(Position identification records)
____________

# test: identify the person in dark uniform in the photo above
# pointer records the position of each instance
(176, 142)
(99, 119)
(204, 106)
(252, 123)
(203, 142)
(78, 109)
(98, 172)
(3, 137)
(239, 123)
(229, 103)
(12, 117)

____________

*Exercise objective:* Rescale the lines above by multiplying every coordinate in the answers by 1.25 and rounding to whole numbers, with halves rounded up. Reproduce all the lines, requests included, with the scaled coordinates in place of the originals.

*Solution for this problem:*
# test: identify the person in dark uniform in the photo above
# pointer records the position of each instance
(220, 178)
(124, 149)
(255, 133)
(315, 154)
(254, 178)
(98, 136)
(123, 215)
(4, 171)
(299, 154)
(286, 129)
(15, 146)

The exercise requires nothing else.